WRITTEN PROBLEM: Convert the listing below into a Markdown table with the columns "Row" and "Line", beginning at the line containing "Every instance of the red" and continuing through the line containing "Trace each instance of the red tractor.". Number each row, and leave out any blank lines.

MATERIAL PROVIDED:

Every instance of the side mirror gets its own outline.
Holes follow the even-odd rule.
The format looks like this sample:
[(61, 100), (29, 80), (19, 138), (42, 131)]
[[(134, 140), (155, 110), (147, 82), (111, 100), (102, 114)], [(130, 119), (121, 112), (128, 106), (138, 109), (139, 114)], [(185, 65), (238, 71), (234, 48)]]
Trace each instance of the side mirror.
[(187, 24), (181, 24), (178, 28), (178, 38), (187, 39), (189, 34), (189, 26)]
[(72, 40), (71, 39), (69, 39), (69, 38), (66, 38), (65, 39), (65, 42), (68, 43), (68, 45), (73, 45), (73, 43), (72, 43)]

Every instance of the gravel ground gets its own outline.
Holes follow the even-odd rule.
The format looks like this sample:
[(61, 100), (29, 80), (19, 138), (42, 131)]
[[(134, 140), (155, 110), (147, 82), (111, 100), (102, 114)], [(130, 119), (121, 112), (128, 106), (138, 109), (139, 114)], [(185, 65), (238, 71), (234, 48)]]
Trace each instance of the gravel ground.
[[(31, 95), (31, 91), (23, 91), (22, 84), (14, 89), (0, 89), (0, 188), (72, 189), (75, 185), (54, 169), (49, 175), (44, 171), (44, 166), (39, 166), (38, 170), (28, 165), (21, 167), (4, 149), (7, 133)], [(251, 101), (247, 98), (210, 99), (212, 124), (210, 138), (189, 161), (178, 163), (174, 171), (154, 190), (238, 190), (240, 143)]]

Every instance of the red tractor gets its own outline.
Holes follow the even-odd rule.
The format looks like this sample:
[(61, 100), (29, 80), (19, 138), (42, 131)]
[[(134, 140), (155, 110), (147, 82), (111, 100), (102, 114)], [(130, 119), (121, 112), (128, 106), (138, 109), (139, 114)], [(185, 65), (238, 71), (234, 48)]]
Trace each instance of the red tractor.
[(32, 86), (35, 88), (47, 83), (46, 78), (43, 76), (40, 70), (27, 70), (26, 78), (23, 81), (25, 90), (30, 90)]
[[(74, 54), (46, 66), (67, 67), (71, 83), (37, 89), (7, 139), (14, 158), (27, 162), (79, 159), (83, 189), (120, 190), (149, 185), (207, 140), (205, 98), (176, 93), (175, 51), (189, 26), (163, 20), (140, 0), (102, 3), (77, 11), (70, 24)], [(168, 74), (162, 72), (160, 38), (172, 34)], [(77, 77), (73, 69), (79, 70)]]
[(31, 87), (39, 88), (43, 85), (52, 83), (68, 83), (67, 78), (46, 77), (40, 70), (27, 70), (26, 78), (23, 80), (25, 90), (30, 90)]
...
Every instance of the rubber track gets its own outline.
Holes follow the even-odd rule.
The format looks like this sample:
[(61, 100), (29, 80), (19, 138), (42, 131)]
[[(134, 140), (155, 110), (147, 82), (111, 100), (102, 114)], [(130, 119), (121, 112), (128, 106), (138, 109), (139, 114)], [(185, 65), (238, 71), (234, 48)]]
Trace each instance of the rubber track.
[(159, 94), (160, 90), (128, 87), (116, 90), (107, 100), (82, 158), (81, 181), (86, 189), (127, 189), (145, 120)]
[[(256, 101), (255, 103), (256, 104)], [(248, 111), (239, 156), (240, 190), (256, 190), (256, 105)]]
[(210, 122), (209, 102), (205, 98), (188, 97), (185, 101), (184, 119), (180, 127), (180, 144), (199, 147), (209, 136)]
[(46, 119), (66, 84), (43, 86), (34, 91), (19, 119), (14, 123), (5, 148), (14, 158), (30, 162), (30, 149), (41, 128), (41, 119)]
...
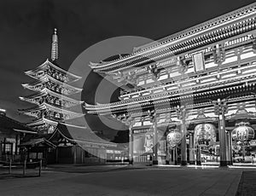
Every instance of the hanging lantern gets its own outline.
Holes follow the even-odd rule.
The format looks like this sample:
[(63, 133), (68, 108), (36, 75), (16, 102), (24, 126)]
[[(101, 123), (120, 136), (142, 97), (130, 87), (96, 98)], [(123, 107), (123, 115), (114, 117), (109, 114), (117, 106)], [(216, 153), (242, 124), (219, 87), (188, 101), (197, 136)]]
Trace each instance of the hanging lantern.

SOLVED EXERCISE:
| Row | Line |
|---|---|
| 1 | Every instance of the red tractor gets its own outline. |
| 2 | Holes follow the even-odd rule. |
| 3 | The format looks like this sample: |
| 4 | [(61, 100), (29, 80), (19, 138), (42, 131)] |
| 5 | [[(134, 140), (155, 110), (147, 82), (111, 100), (102, 114)], [(130, 119), (121, 112), (128, 106), (138, 109), (139, 114)], [(185, 65), (238, 71), (234, 48)]] |
| 6 | Trace each instance of the red tractor. |